* **Data to use**:
--- Start ---

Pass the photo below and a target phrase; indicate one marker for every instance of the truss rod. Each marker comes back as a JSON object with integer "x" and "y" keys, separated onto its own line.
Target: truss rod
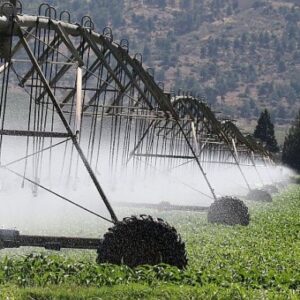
{"x": 65, "y": 123}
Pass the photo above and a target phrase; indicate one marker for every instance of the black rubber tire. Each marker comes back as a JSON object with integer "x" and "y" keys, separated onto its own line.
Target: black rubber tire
{"x": 142, "y": 240}
{"x": 259, "y": 195}
{"x": 229, "y": 211}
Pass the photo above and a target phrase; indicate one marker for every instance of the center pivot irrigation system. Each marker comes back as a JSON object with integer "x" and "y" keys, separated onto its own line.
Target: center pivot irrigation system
{"x": 65, "y": 85}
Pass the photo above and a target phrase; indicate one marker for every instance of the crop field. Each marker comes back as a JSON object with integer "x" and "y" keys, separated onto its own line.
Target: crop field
{"x": 261, "y": 261}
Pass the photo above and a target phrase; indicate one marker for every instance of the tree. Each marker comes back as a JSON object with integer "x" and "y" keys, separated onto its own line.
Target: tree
{"x": 291, "y": 147}
{"x": 265, "y": 131}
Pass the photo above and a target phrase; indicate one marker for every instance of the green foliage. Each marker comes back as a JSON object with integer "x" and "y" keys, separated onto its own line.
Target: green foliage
{"x": 264, "y": 131}
{"x": 291, "y": 147}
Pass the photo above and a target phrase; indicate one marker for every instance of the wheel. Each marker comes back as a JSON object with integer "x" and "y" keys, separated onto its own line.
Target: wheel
{"x": 142, "y": 240}
{"x": 259, "y": 195}
{"x": 228, "y": 211}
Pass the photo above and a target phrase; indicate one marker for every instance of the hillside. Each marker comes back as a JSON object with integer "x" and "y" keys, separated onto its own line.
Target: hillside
{"x": 242, "y": 55}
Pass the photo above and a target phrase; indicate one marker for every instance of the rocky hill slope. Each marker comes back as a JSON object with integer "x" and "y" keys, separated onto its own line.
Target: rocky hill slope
{"x": 242, "y": 55}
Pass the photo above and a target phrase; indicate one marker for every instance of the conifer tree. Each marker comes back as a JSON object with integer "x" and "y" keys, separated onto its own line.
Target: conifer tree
{"x": 291, "y": 147}
{"x": 265, "y": 132}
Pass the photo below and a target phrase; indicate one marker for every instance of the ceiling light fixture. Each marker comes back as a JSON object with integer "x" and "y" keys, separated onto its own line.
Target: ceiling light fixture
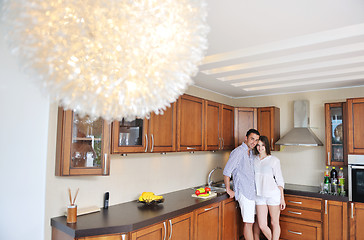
{"x": 111, "y": 59}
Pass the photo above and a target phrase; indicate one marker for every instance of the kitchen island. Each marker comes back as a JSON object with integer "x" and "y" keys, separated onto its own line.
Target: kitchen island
{"x": 131, "y": 216}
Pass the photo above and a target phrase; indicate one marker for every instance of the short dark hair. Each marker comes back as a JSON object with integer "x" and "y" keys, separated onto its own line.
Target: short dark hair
{"x": 265, "y": 141}
{"x": 252, "y": 130}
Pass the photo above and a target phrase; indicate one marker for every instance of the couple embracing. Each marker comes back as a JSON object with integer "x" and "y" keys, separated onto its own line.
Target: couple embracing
{"x": 258, "y": 186}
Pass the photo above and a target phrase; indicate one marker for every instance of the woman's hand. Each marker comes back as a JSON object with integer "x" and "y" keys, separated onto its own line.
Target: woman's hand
{"x": 283, "y": 204}
{"x": 230, "y": 192}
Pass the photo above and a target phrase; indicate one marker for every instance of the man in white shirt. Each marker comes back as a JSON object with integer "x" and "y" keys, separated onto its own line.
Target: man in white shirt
{"x": 240, "y": 167}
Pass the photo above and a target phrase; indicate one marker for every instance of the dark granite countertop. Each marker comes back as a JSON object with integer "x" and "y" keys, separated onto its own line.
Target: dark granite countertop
{"x": 311, "y": 191}
{"x": 130, "y": 216}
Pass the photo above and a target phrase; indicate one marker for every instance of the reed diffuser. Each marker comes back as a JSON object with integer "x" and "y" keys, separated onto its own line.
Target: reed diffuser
{"x": 72, "y": 208}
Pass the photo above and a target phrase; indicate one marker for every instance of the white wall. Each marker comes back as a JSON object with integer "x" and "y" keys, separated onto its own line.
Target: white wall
{"x": 23, "y": 146}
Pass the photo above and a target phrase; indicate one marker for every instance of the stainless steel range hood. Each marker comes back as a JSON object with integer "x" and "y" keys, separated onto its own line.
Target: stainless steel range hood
{"x": 301, "y": 134}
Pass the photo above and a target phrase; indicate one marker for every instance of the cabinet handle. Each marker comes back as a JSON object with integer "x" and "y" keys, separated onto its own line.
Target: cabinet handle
{"x": 151, "y": 150}
{"x": 297, "y": 213}
{"x": 298, "y": 233}
{"x": 146, "y": 143}
{"x": 170, "y": 225}
{"x": 328, "y": 158}
{"x": 105, "y": 163}
{"x": 165, "y": 230}
{"x": 206, "y": 209}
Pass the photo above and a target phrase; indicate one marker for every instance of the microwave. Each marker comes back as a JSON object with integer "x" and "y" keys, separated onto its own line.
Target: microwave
{"x": 356, "y": 178}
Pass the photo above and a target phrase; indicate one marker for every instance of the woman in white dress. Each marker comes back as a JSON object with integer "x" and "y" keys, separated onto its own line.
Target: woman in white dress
{"x": 269, "y": 186}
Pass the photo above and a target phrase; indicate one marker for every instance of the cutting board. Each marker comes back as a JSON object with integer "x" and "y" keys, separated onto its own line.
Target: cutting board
{"x": 212, "y": 195}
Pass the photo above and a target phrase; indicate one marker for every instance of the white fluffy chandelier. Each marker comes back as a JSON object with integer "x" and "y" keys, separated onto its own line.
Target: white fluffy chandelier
{"x": 109, "y": 58}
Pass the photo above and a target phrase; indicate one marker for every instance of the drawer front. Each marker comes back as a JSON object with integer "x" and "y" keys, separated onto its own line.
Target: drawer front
{"x": 296, "y": 231}
{"x": 295, "y": 201}
{"x": 302, "y": 213}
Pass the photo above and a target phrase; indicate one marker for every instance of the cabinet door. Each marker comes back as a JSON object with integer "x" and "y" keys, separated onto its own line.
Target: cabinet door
{"x": 181, "y": 228}
{"x": 190, "y": 123}
{"x": 82, "y": 145}
{"x": 269, "y": 125}
{"x": 335, "y": 134}
{"x": 356, "y": 219}
{"x": 155, "y": 232}
{"x": 335, "y": 223}
{"x": 229, "y": 220}
{"x": 129, "y": 136}
{"x": 212, "y": 126}
{"x": 207, "y": 222}
{"x": 355, "y": 125}
{"x": 162, "y": 130}
{"x": 245, "y": 119}
{"x": 227, "y": 130}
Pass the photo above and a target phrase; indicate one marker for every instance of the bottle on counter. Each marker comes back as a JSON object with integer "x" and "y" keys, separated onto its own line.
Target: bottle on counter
{"x": 341, "y": 182}
{"x": 333, "y": 177}
{"x": 326, "y": 188}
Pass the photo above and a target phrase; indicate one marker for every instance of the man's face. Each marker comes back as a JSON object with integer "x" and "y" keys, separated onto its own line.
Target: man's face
{"x": 251, "y": 140}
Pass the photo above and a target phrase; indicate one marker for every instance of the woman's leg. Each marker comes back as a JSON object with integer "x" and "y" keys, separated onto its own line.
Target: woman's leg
{"x": 274, "y": 212}
{"x": 262, "y": 215}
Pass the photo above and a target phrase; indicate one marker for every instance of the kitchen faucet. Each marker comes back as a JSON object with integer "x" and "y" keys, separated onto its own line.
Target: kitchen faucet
{"x": 209, "y": 181}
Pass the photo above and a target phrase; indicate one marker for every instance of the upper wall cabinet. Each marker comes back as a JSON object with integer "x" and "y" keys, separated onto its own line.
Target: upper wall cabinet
{"x": 245, "y": 119}
{"x": 190, "y": 123}
{"x": 335, "y": 123}
{"x": 269, "y": 125}
{"x": 82, "y": 145}
{"x": 219, "y": 126}
{"x": 158, "y": 134}
{"x": 355, "y": 125}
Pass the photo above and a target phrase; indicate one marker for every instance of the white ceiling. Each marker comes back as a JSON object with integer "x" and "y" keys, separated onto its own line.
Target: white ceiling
{"x": 265, "y": 47}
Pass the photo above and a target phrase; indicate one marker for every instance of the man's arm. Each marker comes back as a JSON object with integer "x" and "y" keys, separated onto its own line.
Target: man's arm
{"x": 227, "y": 186}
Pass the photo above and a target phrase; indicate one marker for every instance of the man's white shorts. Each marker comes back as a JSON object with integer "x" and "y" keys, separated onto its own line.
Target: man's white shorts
{"x": 247, "y": 208}
{"x": 271, "y": 201}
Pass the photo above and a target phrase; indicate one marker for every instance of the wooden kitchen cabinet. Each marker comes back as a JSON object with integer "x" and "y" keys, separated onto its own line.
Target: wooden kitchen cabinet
{"x": 245, "y": 119}
{"x": 190, "y": 123}
{"x": 335, "y": 129}
{"x": 230, "y": 221}
{"x": 335, "y": 220}
{"x": 207, "y": 222}
{"x": 83, "y": 145}
{"x": 355, "y": 116}
{"x": 178, "y": 228}
{"x": 156, "y": 134}
{"x": 301, "y": 219}
{"x": 356, "y": 220}
{"x": 219, "y": 126}
{"x": 269, "y": 125}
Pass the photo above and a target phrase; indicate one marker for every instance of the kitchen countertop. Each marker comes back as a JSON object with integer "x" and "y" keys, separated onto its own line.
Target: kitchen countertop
{"x": 130, "y": 216}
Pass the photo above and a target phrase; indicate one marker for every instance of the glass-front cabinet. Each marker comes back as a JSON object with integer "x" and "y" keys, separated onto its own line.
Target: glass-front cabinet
{"x": 335, "y": 134}
{"x": 82, "y": 145}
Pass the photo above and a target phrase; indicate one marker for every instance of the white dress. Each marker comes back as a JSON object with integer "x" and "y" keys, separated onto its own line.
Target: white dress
{"x": 268, "y": 176}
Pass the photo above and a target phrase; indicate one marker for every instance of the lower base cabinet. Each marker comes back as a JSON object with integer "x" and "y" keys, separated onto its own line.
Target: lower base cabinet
{"x": 179, "y": 228}
{"x": 207, "y": 222}
{"x": 335, "y": 220}
{"x": 230, "y": 219}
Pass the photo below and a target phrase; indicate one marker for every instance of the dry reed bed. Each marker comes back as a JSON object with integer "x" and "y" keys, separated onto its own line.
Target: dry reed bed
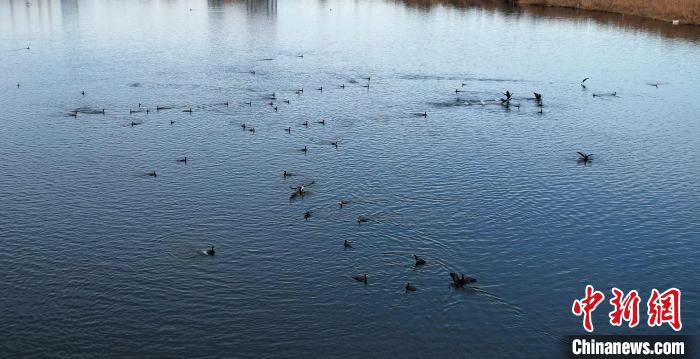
{"x": 686, "y": 11}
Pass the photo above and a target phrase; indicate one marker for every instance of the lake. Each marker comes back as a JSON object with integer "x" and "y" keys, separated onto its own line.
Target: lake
{"x": 99, "y": 258}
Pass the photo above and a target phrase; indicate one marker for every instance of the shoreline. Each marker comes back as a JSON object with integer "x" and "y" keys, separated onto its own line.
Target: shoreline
{"x": 686, "y": 12}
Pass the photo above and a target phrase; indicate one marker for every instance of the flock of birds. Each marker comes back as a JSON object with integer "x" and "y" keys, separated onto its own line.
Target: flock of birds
{"x": 456, "y": 280}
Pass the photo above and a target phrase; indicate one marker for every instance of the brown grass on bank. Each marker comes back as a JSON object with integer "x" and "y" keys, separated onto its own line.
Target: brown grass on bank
{"x": 687, "y": 11}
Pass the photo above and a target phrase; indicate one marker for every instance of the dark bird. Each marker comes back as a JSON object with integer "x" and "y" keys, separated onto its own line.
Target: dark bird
{"x": 360, "y": 278}
{"x": 459, "y": 282}
{"x": 585, "y": 157}
{"x": 300, "y": 190}
{"x": 419, "y": 261}
{"x": 584, "y": 80}
{"x": 538, "y": 97}
{"x": 506, "y": 100}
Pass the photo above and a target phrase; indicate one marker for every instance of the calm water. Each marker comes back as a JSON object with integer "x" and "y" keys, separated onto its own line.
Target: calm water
{"x": 98, "y": 258}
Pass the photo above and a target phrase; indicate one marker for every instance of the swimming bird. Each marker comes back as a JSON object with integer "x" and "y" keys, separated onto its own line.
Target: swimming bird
{"x": 301, "y": 189}
{"x": 506, "y": 101}
{"x": 419, "y": 261}
{"x": 360, "y": 278}
{"x": 538, "y": 97}
{"x": 459, "y": 282}
{"x": 585, "y": 157}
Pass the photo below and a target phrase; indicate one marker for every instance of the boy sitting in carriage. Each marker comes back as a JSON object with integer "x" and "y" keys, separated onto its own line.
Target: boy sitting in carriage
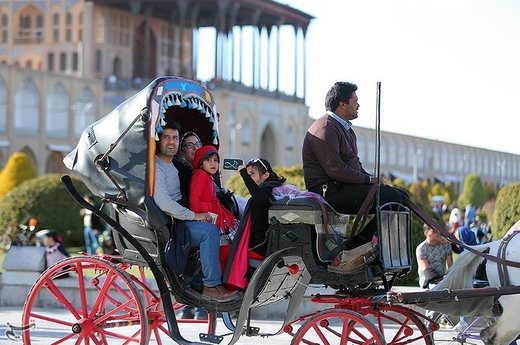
{"x": 202, "y": 232}
{"x": 203, "y": 187}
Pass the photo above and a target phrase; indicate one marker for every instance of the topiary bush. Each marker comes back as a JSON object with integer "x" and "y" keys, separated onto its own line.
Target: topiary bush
{"x": 417, "y": 233}
{"x": 17, "y": 170}
{"x": 46, "y": 199}
{"x": 472, "y": 192}
{"x": 507, "y": 210}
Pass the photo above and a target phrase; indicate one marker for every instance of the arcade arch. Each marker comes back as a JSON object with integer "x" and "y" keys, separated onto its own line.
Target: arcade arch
{"x": 268, "y": 144}
{"x": 27, "y": 108}
{"x": 57, "y": 112}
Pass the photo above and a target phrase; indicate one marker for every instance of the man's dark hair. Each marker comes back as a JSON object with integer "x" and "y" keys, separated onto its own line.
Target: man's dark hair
{"x": 171, "y": 124}
{"x": 340, "y": 91}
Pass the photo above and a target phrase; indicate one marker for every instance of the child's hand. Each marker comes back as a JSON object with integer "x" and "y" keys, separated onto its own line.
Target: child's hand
{"x": 203, "y": 217}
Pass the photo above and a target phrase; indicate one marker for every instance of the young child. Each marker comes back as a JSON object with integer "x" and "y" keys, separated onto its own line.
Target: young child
{"x": 260, "y": 179}
{"x": 203, "y": 187}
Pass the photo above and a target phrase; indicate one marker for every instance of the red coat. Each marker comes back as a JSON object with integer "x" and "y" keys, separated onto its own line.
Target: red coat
{"x": 203, "y": 198}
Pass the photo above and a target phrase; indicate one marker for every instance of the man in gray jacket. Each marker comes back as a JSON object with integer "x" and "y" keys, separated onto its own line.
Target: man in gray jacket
{"x": 203, "y": 234}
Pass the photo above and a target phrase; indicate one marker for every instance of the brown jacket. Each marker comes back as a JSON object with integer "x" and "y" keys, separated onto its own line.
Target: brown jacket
{"x": 330, "y": 154}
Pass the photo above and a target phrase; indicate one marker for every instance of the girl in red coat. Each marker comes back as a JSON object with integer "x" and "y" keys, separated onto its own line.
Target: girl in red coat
{"x": 203, "y": 195}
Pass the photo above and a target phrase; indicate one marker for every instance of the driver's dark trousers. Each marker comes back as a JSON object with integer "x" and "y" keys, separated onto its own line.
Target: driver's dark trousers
{"x": 348, "y": 198}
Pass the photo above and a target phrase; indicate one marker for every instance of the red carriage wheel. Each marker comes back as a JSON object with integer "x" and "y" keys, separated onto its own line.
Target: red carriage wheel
{"x": 338, "y": 327}
{"x": 402, "y": 325}
{"x": 97, "y": 301}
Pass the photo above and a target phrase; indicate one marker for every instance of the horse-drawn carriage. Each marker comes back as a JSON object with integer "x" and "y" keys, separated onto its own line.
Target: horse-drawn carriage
{"x": 113, "y": 300}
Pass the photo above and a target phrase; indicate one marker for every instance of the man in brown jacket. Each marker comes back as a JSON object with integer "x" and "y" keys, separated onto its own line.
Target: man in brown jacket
{"x": 331, "y": 165}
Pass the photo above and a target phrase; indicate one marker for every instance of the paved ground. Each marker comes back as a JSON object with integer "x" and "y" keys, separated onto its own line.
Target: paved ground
{"x": 12, "y": 315}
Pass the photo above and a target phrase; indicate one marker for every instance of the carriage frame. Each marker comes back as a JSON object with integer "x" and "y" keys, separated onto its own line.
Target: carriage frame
{"x": 302, "y": 241}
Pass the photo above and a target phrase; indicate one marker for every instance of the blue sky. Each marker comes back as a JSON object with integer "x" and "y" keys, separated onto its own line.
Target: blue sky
{"x": 449, "y": 69}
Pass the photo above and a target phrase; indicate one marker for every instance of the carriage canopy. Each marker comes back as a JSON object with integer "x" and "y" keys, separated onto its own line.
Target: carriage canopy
{"x": 114, "y": 155}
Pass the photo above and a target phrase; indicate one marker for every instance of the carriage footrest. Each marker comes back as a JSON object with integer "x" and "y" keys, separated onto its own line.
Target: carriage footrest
{"x": 211, "y": 338}
{"x": 251, "y": 331}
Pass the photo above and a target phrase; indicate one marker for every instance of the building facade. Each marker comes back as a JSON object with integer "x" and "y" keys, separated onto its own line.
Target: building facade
{"x": 66, "y": 63}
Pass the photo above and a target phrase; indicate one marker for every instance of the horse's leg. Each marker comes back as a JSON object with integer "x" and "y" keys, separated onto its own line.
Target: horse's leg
{"x": 506, "y": 327}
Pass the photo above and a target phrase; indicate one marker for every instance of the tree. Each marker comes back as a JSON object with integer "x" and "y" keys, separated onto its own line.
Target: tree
{"x": 46, "y": 199}
{"x": 17, "y": 170}
{"x": 418, "y": 191}
{"x": 507, "y": 209}
{"x": 472, "y": 192}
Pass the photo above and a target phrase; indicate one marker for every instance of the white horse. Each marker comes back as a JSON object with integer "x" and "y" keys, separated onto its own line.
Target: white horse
{"x": 460, "y": 276}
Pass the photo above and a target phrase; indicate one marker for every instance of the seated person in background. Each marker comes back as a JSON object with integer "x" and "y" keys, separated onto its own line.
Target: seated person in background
{"x": 331, "y": 167}
{"x": 460, "y": 231}
{"x": 189, "y": 143}
{"x": 203, "y": 234}
{"x": 203, "y": 190}
{"x": 433, "y": 257}
{"x": 54, "y": 250}
{"x": 250, "y": 240}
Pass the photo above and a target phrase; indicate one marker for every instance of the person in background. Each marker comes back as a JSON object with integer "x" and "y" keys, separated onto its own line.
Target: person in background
{"x": 470, "y": 215}
{"x": 189, "y": 143}
{"x": 434, "y": 256}
{"x": 55, "y": 251}
{"x": 90, "y": 233}
{"x": 250, "y": 240}
{"x": 460, "y": 231}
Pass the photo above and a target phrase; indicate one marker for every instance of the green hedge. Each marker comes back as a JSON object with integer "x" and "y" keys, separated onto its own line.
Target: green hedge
{"x": 17, "y": 170}
{"x": 507, "y": 210}
{"x": 46, "y": 199}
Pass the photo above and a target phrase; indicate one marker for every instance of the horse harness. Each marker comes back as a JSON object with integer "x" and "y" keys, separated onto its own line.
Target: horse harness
{"x": 503, "y": 274}
{"x": 500, "y": 259}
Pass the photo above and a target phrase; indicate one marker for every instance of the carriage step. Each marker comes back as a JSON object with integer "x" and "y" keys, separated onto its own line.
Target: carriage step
{"x": 251, "y": 331}
{"x": 210, "y": 338}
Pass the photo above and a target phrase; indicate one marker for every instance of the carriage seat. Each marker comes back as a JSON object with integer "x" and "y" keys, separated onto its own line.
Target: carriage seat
{"x": 330, "y": 226}
{"x": 145, "y": 225}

--- End ---

* **Requirements**:
Quote, word for word, every line starting at the one that contains "the carriage step." and ending with the final line of the entries.

* **Finished answer**:
Pass the photo above and a target phrase; indicate one marker for every instance of the carriage step. Each marker comes back as a JSON object with integer "x" and "y" keys, separated onto its own line.
Target: carriage step
{"x": 251, "y": 331}
{"x": 210, "y": 338}
Pass the photo above and a target phrase; indicate one marker for every instance of the carriage seat. Each marker comes back as a JSON object with integer "x" and "y" keys, separated onto its own line.
Target: carriage seat
{"x": 330, "y": 226}
{"x": 145, "y": 225}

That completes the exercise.